◆ **Stated goal**:
Can you turn the lines of the material from the line with "Where can the person in" to the line with "x=339, y=293", both ends included, into a Markdown table with the columns Row and Line, numbering each line and skipping any blank ones?

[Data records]
····················

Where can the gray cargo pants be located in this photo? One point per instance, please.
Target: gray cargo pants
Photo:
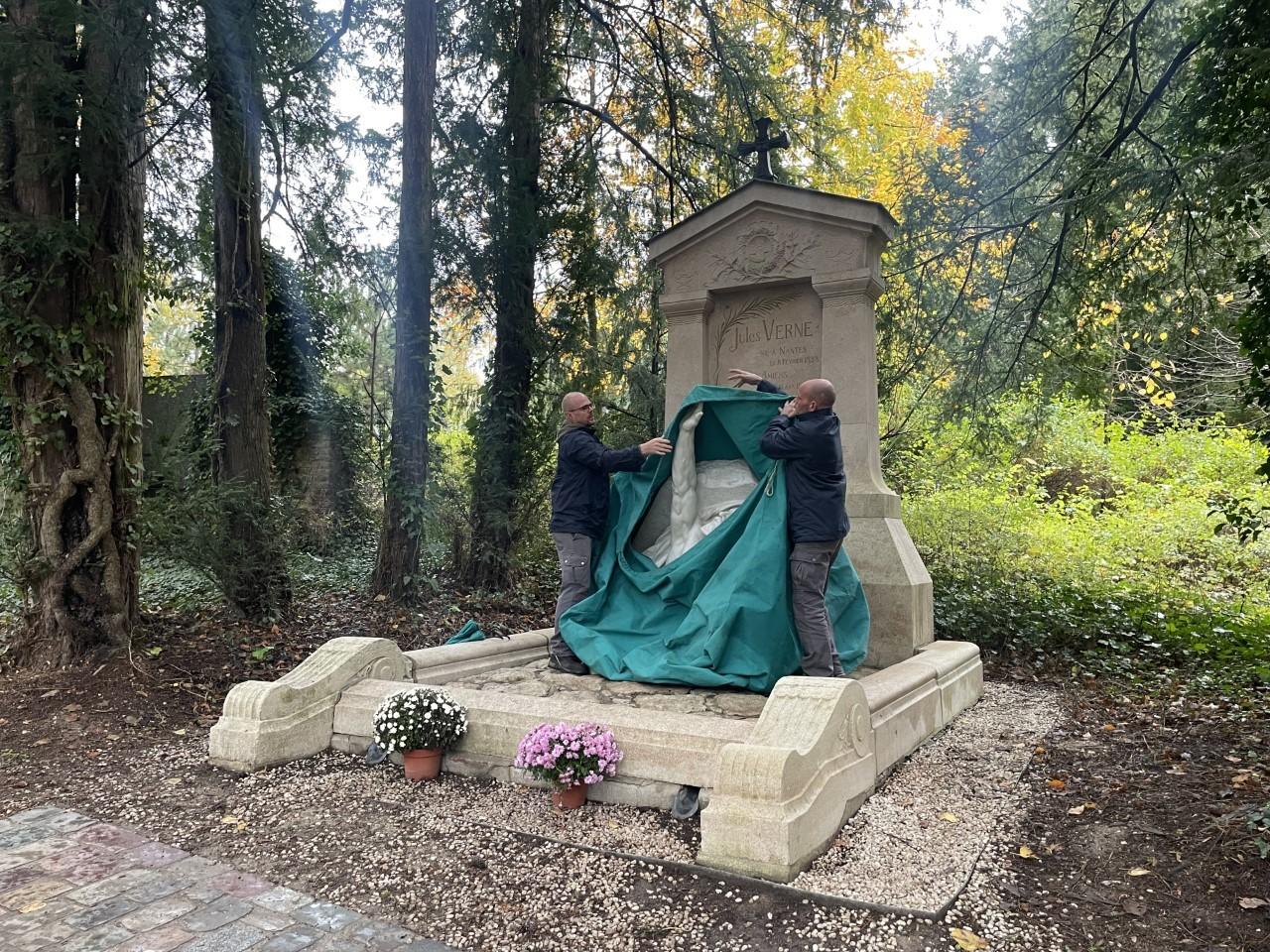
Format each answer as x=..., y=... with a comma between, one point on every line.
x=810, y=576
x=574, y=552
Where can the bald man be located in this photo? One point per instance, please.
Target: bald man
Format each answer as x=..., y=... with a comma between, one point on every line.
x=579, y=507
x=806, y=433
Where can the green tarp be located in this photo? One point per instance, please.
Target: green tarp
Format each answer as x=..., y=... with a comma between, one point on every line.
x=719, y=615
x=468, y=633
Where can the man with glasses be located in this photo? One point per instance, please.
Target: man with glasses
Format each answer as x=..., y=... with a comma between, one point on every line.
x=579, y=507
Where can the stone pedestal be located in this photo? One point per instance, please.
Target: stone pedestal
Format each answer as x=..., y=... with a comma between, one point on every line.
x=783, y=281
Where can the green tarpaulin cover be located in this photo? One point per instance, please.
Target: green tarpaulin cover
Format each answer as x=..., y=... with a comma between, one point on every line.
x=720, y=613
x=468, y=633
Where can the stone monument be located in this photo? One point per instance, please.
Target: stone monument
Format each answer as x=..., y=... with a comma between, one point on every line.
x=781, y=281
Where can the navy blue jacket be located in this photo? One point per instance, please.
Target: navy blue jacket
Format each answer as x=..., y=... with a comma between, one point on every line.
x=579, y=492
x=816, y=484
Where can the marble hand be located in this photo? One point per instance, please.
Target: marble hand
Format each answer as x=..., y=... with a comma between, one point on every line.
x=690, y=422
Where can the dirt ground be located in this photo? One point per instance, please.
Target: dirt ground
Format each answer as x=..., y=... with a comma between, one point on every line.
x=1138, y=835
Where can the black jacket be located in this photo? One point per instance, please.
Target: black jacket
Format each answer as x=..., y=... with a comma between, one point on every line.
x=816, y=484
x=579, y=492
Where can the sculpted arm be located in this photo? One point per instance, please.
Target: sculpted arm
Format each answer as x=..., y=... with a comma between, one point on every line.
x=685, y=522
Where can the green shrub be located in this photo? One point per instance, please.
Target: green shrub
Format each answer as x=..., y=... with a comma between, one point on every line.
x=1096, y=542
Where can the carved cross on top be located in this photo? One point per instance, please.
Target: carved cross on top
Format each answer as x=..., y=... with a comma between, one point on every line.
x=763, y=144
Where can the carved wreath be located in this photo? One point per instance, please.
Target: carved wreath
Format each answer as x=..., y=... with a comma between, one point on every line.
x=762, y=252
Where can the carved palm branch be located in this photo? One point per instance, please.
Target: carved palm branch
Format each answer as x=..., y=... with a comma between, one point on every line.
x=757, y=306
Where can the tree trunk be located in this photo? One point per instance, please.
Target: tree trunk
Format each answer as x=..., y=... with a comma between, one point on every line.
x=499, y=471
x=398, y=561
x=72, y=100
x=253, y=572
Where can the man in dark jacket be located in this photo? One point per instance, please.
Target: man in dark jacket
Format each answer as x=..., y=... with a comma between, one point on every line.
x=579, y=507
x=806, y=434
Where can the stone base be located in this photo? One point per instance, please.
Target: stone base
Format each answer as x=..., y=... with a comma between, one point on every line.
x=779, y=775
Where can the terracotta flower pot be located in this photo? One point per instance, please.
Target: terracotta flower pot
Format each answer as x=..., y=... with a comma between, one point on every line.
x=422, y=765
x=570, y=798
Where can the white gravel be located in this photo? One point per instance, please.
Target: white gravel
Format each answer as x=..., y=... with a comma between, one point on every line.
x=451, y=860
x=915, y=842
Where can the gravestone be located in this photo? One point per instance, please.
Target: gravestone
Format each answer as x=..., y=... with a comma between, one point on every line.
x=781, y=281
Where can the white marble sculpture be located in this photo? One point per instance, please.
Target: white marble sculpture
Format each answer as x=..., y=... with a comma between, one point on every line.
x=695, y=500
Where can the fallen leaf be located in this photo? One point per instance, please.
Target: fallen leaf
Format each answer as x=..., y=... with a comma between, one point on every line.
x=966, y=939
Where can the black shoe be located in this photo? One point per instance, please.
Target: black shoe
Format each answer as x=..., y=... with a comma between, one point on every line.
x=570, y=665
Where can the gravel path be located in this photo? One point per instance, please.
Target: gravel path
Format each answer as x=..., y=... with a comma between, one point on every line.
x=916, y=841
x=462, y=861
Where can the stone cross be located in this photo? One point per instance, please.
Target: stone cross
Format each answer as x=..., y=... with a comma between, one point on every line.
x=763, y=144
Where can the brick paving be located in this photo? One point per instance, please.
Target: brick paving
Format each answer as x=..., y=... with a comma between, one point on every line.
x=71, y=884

····················

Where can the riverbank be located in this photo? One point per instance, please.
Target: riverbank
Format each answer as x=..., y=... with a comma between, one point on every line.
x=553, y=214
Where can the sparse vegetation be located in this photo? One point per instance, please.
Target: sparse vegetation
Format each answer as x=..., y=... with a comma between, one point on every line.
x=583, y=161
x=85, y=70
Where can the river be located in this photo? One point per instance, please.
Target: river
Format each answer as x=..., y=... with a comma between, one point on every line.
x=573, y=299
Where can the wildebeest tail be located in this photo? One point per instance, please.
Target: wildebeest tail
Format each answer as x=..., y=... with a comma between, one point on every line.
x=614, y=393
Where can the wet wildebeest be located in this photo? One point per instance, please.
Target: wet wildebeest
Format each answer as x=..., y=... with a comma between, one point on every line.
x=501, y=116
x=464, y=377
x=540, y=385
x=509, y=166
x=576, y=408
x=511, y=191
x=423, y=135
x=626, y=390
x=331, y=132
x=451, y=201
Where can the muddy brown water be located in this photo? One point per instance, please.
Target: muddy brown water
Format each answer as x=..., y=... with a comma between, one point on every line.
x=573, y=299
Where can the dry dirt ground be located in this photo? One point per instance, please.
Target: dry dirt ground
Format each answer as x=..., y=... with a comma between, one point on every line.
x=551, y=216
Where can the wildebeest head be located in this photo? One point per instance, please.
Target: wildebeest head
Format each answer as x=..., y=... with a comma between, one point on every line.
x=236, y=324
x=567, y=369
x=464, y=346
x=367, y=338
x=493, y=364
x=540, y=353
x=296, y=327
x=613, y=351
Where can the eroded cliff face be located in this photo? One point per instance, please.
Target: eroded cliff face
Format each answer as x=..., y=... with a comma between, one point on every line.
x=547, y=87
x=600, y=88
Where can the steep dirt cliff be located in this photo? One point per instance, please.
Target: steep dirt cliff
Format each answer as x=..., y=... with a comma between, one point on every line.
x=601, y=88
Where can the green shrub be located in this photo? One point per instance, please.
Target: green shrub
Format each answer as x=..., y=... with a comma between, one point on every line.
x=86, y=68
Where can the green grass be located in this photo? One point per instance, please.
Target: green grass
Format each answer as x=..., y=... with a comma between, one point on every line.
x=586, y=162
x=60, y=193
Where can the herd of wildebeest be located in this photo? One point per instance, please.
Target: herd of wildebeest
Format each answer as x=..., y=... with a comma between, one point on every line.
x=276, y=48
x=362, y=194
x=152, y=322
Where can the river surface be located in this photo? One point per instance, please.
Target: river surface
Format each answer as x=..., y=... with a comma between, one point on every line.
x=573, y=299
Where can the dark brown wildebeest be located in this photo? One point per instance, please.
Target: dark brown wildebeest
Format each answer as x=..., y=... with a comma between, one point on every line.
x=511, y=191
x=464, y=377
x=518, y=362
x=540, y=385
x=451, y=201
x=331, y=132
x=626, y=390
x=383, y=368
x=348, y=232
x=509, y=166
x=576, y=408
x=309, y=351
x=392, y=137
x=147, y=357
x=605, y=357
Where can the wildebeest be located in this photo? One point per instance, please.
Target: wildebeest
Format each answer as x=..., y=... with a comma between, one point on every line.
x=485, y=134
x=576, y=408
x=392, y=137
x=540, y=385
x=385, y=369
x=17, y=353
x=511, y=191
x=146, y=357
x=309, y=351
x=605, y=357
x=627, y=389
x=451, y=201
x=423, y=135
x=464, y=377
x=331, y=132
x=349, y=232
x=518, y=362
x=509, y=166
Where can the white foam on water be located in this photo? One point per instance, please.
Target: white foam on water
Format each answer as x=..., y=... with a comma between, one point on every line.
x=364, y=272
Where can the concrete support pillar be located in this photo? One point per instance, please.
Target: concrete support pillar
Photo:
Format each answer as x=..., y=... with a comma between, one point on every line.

····················

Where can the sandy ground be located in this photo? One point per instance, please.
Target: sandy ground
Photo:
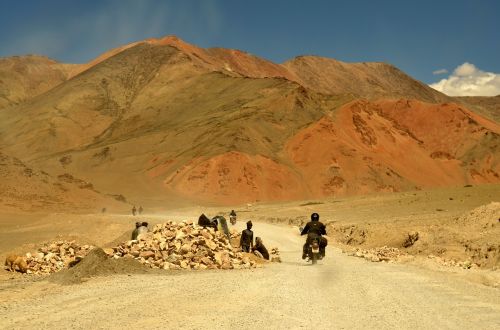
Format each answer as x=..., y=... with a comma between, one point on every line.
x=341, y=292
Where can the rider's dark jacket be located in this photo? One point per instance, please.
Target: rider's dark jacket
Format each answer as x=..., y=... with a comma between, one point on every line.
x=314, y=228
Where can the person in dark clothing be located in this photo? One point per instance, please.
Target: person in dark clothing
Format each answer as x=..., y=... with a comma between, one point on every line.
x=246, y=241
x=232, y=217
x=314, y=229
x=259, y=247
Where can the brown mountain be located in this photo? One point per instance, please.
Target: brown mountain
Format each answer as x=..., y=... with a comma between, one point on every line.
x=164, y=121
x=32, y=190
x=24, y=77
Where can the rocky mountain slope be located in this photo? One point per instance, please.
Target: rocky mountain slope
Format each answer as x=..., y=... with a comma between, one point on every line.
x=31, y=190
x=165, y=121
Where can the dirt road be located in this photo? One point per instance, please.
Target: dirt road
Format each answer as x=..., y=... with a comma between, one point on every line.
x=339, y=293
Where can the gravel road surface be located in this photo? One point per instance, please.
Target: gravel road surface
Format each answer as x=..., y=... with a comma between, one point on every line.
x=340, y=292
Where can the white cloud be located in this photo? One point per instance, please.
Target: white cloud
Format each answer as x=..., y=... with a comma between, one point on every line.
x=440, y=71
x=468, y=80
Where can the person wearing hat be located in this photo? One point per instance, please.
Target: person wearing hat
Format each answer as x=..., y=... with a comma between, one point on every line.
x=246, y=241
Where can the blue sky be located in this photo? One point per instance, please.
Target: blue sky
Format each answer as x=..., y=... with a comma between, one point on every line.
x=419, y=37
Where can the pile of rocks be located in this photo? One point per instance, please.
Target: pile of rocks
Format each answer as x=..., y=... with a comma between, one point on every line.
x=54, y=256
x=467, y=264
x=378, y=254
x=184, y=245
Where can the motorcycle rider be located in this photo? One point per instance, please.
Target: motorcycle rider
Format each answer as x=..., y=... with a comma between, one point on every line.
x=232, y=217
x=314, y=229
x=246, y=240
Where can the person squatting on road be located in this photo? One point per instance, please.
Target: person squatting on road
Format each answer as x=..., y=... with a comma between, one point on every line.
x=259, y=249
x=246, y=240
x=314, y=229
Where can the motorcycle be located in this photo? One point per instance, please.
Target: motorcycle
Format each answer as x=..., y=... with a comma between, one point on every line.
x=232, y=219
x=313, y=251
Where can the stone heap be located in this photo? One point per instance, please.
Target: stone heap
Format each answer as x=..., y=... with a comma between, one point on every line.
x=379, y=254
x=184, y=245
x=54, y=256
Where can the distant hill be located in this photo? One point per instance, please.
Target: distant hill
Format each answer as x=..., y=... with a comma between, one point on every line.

····················

◆ **Exercise solution**:
| Row | Line |
|---|---|
| 1 | Where can the person in dark clothing be located in this photo? One point per instance, please. |
| 2 | Target: person in dark clothing |
| 3 | Format each answer as x=..., y=... with a comma between, one point on every line. |
| 4 | x=246, y=241 |
| 5 | x=232, y=217 |
| 6 | x=314, y=229 |
| 7 | x=259, y=247 |
| 8 | Where can the brown mountain be located in this photo? One point per instance, please. |
| 9 | Target: brown mountain |
| 10 | Format each answer as x=..., y=... with a comma between, one point on every line. |
| 11 | x=164, y=121 |
| 12 | x=32, y=190 |
| 13 | x=24, y=77 |
| 14 | Where can the rocky mountain slope be located in this photo? One point per instance, please. |
| 15 | Target: rocky mountain slope |
| 16 | Format each answer as x=..., y=... with a comma between, one point on every line. |
| 17 | x=31, y=190 |
| 18 | x=165, y=121 |
| 19 | Where can the dirt road be located in this photo? One point per instance, please. |
| 20 | Target: dirt road |
| 21 | Format each answer as x=..., y=... with a comma between, one point on every line. |
| 22 | x=339, y=293 |